Copy everything from the line containing "Every instance of the unopened" down to the end of the records, swapping "gets a single point" for "is marked with one point" and changing nothing else. Leave the pictures out.
_ _ _ _ _
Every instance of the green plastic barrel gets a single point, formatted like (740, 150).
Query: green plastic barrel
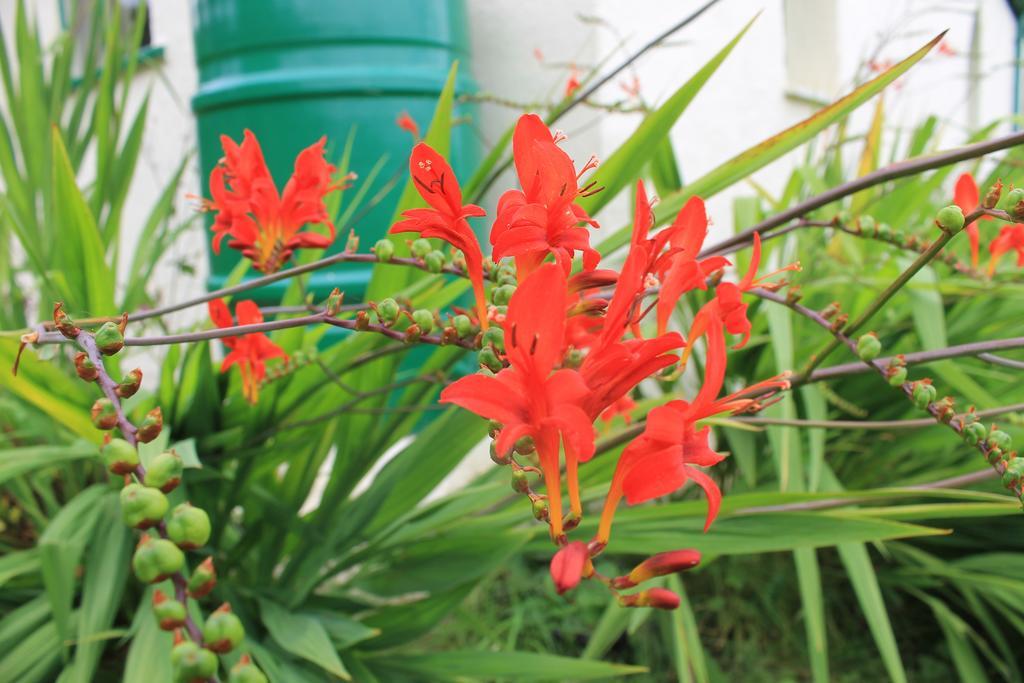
(292, 71)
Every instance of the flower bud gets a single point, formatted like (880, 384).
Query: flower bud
(868, 346)
(222, 631)
(950, 219)
(434, 261)
(424, 319)
(494, 336)
(658, 598)
(170, 613)
(568, 564)
(924, 393)
(500, 459)
(487, 358)
(421, 248)
(142, 507)
(974, 433)
(463, 326)
(540, 509)
(246, 672)
(519, 482)
(129, 384)
(85, 368)
(203, 580)
(896, 376)
(104, 415)
(64, 324)
(109, 338)
(999, 439)
(658, 565)
(165, 471)
(384, 249)
(150, 428)
(188, 526)
(193, 663)
(120, 456)
(388, 310)
(156, 559)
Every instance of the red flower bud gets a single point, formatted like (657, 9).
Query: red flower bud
(85, 369)
(151, 426)
(659, 565)
(658, 598)
(568, 564)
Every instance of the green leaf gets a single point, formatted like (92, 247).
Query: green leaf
(622, 168)
(303, 636)
(768, 151)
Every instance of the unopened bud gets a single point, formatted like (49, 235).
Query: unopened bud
(151, 426)
(222, 631)
(384, 249)
(120, 457)
(104, 415)
(129, 384)
(142, 507)
(868, 347)
(658, 565)
(156, 559)
(203, 580)
(64, 324)
(85, 368)
(188, 526)
(568, 564)
(658, 598)
(170, 613)
(434, 261)
(110, 339)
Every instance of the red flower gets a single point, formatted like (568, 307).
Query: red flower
(262, 224)
(967, 197)
(527, 398)
(406, 122)
(249, 351)
(1011, 239)
(542, 218)
(446, 216)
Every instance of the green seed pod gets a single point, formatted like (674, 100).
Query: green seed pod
(974, 433)
(421, 248)
(165, 471)
(188, 526)
(222, 631)
(950, 219)
(487, 358)
(463, 326)
(999, 439)
(104, 416)
(519, 482)
(434, 261)
(495, 336)
(868, 346)
(924, 394)
(388, 309)
(897, 376)
(193, 663)
(120, 456)
(109, 339)
(156, 559)
(142, 507)
(170, 613)
(500, 296)
(384, 249)
(424, 318)
(246, 672)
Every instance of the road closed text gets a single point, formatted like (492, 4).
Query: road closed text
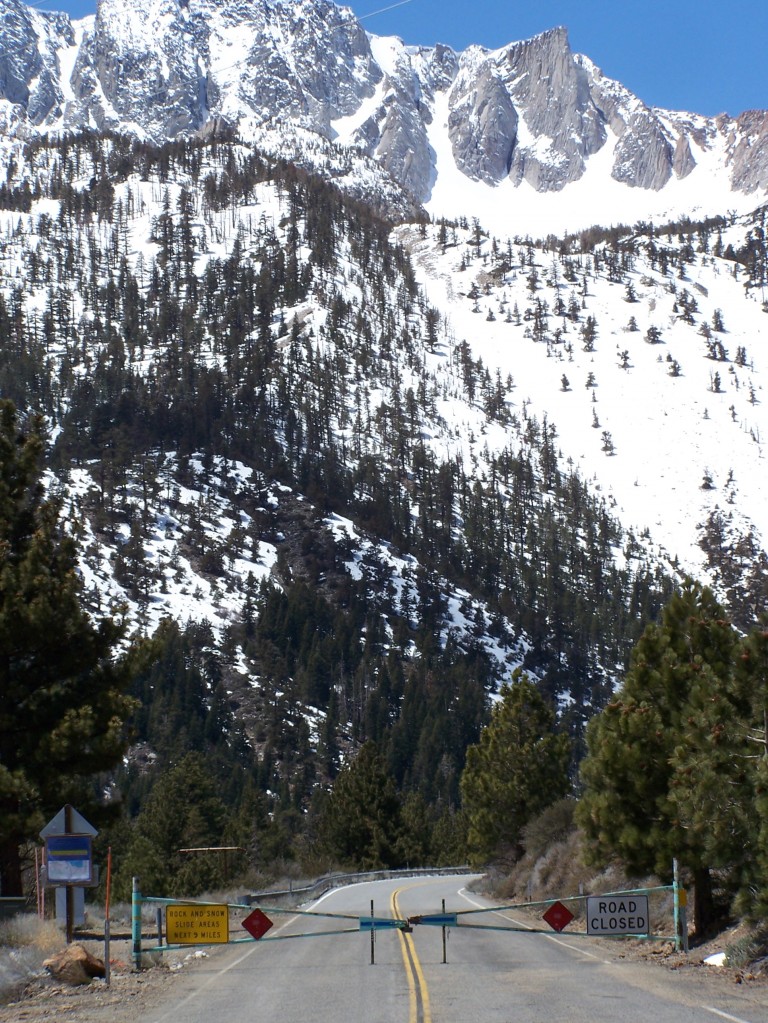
_ _ _ _ _
## SOLUTION
Every instance of the unopened bud is marked with one point, formatted like (49, 235).
Query: unopened bud
(151, 426)
(222, 631)
(384, 249)
(120, 457)
(104, 415)
(129, 384)
(142, 507)
(868, 347)
(658, 565)
(156, 559)
(203, 580)
(64, 324)
(85, 368)
(188, 526)
(568, 564)
(658, 598)
(170, 613)
(434, 261)
(110, 339)
Every instance of the red flower is marked with one point, formatted like (568, 307).
Query: red flower
(262, 224)
(967, 197)
(527, 398)
(406, 122)
(249, 351)
(1011, 239)
(542, 218)
(446, 216)
Every instance of the green seed pod is marked with one point, formatted like (674, 100).
Query: green seed pod
(974, 433)
(421, 248)
(165, 471)
(188, 526)
(222, 631)
(950, 219)
(487, 358)
(463, 326)
(999, 439)
(104, 416)
(519, 482)
(434, 261)
(495, 336)
(868, 346)
(924, 394)
(388, 309)
(897, 376)
(193, 663)
(120, 456)
(109, 339)
(156, 559)
(142, 507)
(170, 613)
(500, 296)
(384, 249)
(424, 318)
(246, 672)
Every instance of the road closed text is marked with one point, formatted like (492, 4).
Query: road closed text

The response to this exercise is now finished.